▸ **DATASET**:
□ □ □ □ □
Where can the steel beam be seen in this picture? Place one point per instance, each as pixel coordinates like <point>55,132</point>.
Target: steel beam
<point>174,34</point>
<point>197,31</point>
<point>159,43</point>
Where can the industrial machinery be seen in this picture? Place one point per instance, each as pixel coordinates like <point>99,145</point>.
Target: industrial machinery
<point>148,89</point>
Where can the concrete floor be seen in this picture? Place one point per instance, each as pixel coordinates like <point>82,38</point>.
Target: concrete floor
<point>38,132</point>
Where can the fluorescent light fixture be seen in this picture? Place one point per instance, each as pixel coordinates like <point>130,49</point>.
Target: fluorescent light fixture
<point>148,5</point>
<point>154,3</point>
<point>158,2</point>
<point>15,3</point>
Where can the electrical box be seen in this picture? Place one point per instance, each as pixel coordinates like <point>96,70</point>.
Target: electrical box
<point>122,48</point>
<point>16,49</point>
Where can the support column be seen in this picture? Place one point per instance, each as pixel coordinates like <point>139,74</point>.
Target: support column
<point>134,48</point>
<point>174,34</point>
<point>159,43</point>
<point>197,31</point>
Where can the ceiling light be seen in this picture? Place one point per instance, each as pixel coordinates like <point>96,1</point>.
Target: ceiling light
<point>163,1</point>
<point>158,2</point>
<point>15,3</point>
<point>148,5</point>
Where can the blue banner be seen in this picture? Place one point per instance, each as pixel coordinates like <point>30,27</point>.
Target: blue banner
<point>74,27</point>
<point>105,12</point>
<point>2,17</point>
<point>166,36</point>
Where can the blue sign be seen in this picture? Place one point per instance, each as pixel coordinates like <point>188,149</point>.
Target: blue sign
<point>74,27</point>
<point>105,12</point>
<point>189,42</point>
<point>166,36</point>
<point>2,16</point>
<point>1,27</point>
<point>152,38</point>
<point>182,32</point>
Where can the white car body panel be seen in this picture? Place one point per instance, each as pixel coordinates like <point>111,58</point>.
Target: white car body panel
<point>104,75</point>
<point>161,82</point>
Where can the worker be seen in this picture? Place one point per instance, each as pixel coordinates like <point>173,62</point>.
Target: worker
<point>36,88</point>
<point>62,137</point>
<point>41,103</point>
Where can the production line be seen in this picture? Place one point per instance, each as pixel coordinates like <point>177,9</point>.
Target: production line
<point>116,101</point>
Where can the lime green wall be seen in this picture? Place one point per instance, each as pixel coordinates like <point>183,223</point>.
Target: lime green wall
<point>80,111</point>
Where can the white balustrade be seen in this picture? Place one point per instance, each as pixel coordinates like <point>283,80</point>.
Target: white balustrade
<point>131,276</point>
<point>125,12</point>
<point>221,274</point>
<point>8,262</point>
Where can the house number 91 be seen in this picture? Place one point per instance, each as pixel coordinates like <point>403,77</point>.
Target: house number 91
□ □ □ □ □
▸ **DIRECTIONS FOR THIS TASK**: Print the entries exactly, beginning at the line with "Where can the production" and continuing through the line with "<point>8,262</point>", both included.

▸ **SOLUTION**:
Where can the production line be seen in this picture? Place one point per instance, each as pixel coordinates like <point>177,9</point>.
Target: production line
<point>116,101</point>
Where can the lime green wall be seen in this picture? Place one point per instance, each as pixel coordinates like <point>183,223</point>.
Target: lime green wall
<point>80,111</point>
Where can the white balustrade be seen in this picture? Place one point per instance, each as pixel coordinates like <point>283,80</point>.
Target: white balustrade
<point>131,276</point>
<point>125,12</point>
<point>221,274</point>
<point>8,262</point>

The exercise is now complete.